(Point-based annotation data)
···

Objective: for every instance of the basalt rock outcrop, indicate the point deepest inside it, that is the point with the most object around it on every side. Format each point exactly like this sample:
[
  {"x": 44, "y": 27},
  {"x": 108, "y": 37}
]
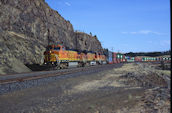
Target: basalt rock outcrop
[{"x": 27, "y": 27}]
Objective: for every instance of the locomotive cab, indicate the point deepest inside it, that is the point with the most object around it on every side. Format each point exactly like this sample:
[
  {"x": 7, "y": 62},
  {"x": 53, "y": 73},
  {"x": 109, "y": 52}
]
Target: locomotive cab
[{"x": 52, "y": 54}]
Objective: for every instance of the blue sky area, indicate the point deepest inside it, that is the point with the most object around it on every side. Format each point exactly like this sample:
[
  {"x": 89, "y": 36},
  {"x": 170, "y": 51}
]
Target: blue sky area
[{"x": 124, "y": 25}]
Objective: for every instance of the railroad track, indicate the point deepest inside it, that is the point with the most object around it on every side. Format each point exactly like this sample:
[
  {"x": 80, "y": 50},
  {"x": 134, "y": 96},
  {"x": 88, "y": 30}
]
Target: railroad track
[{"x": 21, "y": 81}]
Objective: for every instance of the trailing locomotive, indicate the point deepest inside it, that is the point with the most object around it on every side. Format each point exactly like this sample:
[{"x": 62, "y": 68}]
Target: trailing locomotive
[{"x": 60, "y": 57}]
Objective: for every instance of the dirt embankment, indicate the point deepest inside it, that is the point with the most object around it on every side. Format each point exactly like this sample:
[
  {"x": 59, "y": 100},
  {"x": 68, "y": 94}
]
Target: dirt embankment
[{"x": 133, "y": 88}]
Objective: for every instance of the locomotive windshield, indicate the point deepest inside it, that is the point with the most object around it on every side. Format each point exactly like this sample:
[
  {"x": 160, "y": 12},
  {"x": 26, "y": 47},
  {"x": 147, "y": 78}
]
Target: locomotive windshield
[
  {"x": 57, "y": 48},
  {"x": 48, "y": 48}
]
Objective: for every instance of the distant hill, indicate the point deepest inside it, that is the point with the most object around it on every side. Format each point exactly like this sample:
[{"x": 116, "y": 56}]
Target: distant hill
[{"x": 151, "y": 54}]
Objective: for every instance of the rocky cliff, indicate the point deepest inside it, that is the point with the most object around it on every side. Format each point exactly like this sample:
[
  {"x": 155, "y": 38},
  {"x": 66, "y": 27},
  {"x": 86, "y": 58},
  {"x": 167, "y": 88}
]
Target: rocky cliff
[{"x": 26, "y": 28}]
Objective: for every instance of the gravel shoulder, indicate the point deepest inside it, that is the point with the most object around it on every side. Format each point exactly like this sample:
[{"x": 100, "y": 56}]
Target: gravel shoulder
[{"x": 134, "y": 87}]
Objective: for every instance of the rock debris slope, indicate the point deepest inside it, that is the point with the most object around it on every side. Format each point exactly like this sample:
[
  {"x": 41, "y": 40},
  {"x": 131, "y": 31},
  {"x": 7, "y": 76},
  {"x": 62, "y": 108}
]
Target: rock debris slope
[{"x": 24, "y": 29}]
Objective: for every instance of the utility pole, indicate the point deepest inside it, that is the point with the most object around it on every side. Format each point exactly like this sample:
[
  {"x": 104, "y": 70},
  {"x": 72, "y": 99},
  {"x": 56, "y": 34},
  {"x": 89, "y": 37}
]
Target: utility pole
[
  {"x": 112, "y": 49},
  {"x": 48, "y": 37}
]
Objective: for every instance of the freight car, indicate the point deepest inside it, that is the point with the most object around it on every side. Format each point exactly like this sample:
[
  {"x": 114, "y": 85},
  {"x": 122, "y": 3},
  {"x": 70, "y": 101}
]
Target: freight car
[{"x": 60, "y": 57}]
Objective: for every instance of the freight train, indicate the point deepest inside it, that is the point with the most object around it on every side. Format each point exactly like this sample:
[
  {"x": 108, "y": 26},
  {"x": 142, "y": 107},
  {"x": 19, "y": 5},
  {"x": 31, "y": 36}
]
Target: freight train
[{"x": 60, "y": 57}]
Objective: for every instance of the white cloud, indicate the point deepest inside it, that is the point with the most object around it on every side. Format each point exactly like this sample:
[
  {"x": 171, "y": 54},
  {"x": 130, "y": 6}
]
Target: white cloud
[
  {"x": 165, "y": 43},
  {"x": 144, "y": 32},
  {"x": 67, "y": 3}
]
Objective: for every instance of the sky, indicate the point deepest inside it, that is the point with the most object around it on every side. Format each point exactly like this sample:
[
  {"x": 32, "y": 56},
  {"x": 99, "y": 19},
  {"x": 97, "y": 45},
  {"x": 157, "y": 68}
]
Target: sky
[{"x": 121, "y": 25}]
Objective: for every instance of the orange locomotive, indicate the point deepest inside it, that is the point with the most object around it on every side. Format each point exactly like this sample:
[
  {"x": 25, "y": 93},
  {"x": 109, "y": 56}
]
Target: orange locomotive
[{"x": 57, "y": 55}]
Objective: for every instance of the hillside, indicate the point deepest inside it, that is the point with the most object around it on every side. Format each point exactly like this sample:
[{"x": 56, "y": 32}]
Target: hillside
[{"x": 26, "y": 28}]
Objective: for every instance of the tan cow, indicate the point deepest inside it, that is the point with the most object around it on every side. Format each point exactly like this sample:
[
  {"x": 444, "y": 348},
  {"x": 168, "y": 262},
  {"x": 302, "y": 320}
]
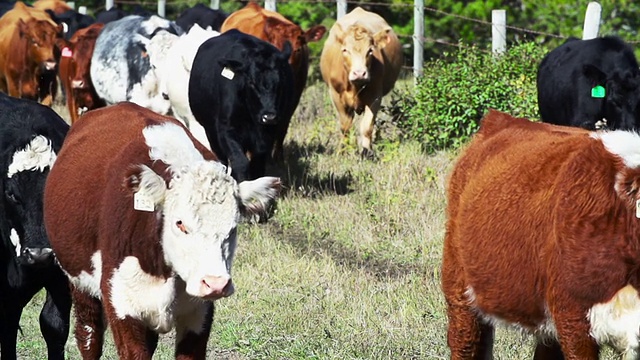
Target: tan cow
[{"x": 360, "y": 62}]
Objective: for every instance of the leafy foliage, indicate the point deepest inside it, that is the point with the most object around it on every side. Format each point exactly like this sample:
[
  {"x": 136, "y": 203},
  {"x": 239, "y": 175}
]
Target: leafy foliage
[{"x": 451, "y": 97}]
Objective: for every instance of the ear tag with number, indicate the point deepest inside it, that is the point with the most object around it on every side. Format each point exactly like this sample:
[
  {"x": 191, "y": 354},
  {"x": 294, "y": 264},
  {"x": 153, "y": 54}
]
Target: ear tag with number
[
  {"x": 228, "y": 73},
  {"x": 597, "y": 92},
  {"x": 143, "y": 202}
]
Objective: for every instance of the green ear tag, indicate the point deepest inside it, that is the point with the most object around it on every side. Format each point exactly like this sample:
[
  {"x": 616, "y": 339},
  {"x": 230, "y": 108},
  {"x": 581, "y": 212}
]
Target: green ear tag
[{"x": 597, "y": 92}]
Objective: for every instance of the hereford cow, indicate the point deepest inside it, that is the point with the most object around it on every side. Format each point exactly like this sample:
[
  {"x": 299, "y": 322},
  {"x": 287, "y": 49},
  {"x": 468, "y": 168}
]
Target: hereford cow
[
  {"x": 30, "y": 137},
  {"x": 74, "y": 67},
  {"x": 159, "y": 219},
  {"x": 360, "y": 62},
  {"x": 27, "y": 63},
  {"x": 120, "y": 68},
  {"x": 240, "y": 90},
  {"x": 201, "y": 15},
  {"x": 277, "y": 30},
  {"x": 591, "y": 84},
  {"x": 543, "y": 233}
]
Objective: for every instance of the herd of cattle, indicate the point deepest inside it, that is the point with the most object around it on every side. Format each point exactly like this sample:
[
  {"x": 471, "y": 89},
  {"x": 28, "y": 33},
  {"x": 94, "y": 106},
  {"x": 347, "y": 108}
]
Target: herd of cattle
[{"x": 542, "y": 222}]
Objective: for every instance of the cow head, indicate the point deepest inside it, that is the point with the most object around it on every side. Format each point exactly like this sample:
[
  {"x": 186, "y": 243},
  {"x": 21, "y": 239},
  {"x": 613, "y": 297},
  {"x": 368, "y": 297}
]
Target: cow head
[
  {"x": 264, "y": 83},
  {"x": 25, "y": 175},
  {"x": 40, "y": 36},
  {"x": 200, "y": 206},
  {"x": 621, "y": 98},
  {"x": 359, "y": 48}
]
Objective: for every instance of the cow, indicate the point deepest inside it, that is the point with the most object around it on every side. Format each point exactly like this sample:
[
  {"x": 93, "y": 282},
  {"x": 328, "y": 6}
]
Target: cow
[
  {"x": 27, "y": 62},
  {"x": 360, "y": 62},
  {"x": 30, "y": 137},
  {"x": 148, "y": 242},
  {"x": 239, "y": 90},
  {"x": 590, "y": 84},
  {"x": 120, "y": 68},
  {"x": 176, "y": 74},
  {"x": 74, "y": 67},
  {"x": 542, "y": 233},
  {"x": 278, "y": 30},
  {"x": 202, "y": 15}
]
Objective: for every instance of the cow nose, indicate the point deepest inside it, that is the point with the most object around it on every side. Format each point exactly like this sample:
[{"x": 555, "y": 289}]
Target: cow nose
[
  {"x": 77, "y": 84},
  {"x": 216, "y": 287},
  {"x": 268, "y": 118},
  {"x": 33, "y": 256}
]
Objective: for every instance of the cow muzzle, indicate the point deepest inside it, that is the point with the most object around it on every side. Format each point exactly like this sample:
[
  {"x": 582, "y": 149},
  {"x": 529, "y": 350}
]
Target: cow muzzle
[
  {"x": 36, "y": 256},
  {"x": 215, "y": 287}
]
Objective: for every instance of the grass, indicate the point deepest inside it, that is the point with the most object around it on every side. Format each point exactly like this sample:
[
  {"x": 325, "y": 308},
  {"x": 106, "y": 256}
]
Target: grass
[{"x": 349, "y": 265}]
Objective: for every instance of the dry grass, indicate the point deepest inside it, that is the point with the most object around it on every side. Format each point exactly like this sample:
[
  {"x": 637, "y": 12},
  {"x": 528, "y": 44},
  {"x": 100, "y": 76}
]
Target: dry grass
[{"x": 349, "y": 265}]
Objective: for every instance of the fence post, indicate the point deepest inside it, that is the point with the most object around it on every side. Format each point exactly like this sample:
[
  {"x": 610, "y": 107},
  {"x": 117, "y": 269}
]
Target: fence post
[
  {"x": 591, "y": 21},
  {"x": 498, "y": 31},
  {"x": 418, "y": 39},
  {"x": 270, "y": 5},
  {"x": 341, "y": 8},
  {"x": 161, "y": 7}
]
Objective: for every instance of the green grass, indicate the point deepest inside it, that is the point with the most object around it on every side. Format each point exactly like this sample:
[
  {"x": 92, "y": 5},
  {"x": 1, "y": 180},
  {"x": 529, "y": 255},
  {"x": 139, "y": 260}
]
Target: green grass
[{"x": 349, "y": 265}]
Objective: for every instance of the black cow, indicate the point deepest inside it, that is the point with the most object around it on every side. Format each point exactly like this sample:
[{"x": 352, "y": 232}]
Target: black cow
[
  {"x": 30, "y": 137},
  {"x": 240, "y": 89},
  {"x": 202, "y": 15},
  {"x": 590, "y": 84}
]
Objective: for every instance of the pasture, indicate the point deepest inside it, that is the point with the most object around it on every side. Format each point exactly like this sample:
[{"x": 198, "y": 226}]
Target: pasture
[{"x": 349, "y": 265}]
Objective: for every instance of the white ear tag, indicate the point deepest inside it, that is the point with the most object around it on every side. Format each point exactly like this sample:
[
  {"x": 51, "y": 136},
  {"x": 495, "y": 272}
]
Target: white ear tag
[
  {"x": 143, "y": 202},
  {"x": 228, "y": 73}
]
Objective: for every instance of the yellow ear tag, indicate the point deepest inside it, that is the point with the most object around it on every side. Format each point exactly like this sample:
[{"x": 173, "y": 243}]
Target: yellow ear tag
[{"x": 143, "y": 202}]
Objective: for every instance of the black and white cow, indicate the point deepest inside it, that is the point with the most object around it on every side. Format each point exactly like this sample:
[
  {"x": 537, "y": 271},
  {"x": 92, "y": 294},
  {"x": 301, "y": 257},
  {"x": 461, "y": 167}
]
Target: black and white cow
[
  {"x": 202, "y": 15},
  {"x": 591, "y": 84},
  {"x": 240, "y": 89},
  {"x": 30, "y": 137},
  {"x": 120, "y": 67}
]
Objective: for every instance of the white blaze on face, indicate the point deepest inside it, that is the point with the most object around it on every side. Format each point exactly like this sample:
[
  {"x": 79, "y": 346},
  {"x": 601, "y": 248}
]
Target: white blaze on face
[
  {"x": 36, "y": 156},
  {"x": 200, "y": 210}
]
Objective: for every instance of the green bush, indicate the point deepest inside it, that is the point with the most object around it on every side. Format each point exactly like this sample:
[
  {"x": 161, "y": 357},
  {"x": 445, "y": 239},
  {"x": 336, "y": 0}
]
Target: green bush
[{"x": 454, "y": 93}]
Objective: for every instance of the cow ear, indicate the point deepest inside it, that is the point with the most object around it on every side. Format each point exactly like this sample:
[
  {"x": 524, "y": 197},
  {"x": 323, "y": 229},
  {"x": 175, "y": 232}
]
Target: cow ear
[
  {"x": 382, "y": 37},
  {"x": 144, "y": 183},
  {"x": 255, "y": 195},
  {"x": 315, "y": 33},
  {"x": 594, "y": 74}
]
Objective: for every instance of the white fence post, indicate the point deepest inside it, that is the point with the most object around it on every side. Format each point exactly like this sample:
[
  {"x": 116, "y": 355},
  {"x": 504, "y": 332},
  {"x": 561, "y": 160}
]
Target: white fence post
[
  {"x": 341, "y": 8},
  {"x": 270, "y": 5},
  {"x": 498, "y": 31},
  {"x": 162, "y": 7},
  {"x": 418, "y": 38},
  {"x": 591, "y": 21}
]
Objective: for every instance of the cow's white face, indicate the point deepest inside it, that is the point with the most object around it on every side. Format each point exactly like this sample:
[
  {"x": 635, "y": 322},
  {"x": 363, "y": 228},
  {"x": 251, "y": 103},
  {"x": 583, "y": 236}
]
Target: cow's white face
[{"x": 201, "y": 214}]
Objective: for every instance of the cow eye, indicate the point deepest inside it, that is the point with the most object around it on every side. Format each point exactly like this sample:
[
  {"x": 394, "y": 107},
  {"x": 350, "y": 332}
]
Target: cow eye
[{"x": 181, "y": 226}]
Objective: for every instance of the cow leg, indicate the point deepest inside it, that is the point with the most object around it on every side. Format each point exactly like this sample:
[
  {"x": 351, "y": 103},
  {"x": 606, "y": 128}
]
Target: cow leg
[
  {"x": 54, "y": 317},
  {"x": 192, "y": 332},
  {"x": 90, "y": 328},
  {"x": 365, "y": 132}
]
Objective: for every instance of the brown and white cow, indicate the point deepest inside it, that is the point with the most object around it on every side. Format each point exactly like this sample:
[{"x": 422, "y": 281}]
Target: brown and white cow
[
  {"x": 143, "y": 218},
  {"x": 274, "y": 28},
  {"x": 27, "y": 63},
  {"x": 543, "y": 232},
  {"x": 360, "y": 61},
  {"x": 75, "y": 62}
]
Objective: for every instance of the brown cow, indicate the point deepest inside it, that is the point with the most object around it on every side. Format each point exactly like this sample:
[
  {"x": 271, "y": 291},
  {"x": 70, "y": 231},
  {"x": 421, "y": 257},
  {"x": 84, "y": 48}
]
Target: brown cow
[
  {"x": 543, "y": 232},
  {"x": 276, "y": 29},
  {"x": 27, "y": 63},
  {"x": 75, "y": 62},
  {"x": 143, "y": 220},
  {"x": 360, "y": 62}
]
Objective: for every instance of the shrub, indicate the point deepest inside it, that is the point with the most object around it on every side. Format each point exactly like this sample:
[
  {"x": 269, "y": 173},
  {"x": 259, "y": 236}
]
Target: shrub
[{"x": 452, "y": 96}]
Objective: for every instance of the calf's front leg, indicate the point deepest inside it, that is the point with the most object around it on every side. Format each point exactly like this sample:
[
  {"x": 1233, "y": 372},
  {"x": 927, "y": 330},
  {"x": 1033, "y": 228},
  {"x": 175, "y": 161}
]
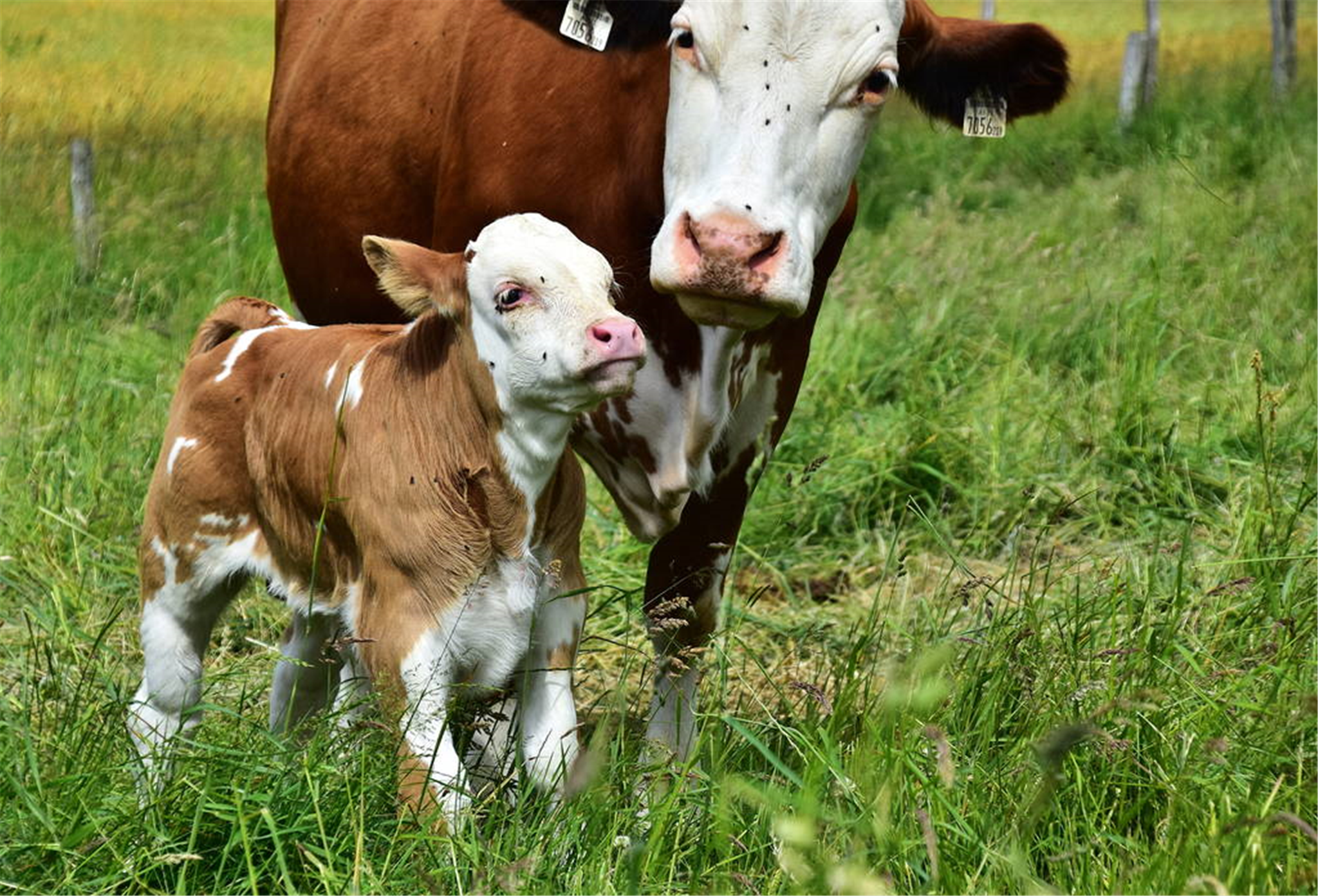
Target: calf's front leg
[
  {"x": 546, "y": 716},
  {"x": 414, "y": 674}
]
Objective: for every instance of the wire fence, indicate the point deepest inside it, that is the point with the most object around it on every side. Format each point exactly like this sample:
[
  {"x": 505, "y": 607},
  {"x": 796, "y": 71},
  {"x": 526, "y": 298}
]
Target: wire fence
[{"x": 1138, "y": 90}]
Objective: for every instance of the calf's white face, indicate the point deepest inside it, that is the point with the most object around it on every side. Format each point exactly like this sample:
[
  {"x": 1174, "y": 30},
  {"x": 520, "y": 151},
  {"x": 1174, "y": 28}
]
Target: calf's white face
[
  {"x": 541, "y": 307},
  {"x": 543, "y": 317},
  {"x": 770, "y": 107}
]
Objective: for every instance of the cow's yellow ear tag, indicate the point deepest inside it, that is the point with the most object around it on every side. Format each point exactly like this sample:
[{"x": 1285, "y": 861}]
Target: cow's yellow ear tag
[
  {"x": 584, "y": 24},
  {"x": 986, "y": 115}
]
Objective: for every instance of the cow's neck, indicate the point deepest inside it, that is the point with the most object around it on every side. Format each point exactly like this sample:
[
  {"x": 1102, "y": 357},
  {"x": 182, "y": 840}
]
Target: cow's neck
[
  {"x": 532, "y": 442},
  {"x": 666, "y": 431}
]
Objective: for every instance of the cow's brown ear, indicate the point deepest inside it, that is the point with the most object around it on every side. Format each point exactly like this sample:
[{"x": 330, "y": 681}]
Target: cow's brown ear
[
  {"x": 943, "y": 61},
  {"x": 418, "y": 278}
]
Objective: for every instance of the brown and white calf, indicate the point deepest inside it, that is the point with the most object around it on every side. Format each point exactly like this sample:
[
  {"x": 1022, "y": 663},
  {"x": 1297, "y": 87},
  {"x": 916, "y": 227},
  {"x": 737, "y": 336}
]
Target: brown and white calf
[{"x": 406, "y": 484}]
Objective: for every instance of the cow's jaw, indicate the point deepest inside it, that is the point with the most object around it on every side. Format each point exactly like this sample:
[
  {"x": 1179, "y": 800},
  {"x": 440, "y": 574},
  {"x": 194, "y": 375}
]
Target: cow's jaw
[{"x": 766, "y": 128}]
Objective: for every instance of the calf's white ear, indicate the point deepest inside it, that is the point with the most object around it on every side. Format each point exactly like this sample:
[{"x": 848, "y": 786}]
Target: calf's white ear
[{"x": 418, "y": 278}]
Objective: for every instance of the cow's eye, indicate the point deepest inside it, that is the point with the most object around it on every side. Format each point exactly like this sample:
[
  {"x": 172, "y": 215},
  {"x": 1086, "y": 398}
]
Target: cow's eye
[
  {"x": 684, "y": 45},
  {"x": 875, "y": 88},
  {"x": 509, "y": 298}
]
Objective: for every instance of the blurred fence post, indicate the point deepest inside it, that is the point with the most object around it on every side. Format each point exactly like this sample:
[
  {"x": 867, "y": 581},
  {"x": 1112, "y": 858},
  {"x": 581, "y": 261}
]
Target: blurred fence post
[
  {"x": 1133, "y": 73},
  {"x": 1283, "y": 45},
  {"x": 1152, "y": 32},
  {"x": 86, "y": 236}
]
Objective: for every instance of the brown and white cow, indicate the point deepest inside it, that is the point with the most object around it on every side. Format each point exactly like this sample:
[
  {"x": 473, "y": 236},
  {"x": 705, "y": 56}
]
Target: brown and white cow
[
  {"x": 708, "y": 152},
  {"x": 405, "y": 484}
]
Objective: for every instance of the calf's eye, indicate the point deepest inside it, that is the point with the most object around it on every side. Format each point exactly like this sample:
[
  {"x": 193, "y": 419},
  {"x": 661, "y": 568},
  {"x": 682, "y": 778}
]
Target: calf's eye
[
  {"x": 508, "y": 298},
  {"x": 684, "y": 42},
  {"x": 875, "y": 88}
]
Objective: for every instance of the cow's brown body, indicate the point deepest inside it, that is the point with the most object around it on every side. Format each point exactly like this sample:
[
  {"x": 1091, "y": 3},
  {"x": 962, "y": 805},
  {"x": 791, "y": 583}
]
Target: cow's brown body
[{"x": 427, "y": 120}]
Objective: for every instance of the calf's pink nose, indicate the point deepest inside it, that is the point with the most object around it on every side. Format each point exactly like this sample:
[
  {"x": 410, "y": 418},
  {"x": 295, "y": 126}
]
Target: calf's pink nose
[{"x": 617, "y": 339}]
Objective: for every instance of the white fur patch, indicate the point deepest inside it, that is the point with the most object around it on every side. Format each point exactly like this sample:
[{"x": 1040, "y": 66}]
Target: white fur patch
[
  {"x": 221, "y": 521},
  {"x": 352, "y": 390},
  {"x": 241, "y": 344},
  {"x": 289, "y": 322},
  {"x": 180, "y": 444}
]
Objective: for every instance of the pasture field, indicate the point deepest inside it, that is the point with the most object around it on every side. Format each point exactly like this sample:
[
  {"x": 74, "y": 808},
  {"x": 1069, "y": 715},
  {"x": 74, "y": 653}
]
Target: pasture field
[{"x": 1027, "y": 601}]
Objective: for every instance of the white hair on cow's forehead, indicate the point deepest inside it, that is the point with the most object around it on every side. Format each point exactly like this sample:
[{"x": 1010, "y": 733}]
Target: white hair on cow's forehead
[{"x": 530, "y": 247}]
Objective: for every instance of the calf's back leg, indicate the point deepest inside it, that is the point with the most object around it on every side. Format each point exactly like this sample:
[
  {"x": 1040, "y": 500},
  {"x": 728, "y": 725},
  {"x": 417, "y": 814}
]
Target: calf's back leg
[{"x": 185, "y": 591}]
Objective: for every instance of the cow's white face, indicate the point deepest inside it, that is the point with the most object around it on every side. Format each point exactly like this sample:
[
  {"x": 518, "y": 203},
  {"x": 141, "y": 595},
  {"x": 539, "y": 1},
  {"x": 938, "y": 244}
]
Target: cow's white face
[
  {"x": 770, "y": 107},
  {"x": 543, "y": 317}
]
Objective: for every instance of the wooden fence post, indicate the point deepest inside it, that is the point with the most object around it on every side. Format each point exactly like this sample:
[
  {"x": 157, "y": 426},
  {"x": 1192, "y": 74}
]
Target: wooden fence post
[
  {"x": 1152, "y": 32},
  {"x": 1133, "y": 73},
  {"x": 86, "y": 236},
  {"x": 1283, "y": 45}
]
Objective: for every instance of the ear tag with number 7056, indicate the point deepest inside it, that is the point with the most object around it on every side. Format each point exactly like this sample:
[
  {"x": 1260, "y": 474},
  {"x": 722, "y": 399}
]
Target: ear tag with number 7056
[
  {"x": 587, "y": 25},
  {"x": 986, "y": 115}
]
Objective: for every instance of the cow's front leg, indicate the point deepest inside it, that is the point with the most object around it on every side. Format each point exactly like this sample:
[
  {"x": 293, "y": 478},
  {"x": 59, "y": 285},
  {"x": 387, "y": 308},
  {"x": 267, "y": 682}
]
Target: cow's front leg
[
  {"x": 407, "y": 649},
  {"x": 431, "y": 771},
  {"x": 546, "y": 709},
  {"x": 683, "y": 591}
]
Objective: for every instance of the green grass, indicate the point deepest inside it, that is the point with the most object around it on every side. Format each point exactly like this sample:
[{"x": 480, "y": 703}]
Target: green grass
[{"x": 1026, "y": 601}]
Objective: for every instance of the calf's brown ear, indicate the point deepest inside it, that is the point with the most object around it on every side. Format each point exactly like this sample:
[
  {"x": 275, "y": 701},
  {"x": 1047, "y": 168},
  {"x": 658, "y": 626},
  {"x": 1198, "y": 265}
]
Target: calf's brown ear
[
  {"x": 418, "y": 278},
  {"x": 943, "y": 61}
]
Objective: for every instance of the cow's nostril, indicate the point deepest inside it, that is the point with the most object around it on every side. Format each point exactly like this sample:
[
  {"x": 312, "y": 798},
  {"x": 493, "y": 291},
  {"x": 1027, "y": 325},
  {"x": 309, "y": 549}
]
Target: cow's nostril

···

▸ The task:
Only those lines running from the one containing "Objective: for every instance of the calf's brown" through the last line of the data above are to be copied, exactly, with both ends included.

▸ Answer below:
Objective: for every instance of the calf's brown ear, indicate the point deepest inside it, that is the point with the most object around it on every side. Format each point exactly like this sample:
[
  {"x": 275, "y": 701},
  {"x": 1047, "y": 168},
  {"x": 658, "y": 626},
  {"x": 1198, "y": 265}
]
Target: calf's brown ear
[
  {"x": 418, "y": 278},
  {"x": 943, "y": 61}
]
Objective: for every instance of the cow's nostril, indicate the point deepest inside it, that is the point with the most object around it on every side. Format each point exactly like this sample:
[
  {"x": 312, "y": 798},
  {"x": 493, "y": 291},
  {"x": 1027, "y": 325},
  {"x": 309, "y": 549}
]
Target: cow's nostril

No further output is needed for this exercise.